━━━ LISTED RECORDS

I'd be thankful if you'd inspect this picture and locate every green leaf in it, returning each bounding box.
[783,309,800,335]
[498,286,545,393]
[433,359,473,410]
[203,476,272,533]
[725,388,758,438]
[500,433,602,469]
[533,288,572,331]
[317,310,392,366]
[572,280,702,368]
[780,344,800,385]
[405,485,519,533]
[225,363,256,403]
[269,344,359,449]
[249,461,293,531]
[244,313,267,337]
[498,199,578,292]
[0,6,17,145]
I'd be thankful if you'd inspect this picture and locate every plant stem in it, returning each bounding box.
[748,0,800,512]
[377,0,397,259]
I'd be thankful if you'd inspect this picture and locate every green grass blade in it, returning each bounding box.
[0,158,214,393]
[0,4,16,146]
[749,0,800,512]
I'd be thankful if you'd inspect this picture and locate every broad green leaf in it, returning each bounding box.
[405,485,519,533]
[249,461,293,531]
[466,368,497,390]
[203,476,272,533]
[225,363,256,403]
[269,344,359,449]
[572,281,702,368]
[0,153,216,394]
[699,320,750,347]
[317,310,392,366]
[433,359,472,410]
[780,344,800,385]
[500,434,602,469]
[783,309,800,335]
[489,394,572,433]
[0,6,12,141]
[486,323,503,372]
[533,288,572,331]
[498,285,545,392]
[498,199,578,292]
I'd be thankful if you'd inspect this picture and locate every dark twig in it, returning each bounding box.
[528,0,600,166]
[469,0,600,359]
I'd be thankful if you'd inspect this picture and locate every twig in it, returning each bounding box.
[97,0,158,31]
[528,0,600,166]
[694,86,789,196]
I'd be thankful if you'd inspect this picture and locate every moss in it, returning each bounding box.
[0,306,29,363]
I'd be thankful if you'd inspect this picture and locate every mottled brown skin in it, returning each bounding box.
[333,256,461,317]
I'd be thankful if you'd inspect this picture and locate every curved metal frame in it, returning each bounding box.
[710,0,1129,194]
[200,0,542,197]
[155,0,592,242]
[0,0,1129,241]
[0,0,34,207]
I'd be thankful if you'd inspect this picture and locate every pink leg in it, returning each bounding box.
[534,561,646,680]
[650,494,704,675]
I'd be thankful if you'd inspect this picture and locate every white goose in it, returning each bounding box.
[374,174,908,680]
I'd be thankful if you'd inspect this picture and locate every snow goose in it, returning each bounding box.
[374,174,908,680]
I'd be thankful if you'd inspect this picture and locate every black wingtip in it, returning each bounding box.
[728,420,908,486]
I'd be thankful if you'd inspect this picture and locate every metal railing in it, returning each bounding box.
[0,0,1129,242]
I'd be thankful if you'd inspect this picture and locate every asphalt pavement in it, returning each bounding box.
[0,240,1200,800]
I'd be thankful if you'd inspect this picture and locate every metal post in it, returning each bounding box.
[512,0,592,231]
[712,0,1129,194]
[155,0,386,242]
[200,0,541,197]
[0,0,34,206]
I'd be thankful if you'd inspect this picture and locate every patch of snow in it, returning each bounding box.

━━━━━━

> [EXERCISE]:
Find every line in the records above that contains the word "leaf", and copy each of those lines in full.

> [ANSWER]:
I'd be thankful if you'd inspect this picture and locate every green leaf in it, returning each bounding box.
I'd be thankful if you'd inspect this picture and locate every broad green leaf in it, returning each bounding box.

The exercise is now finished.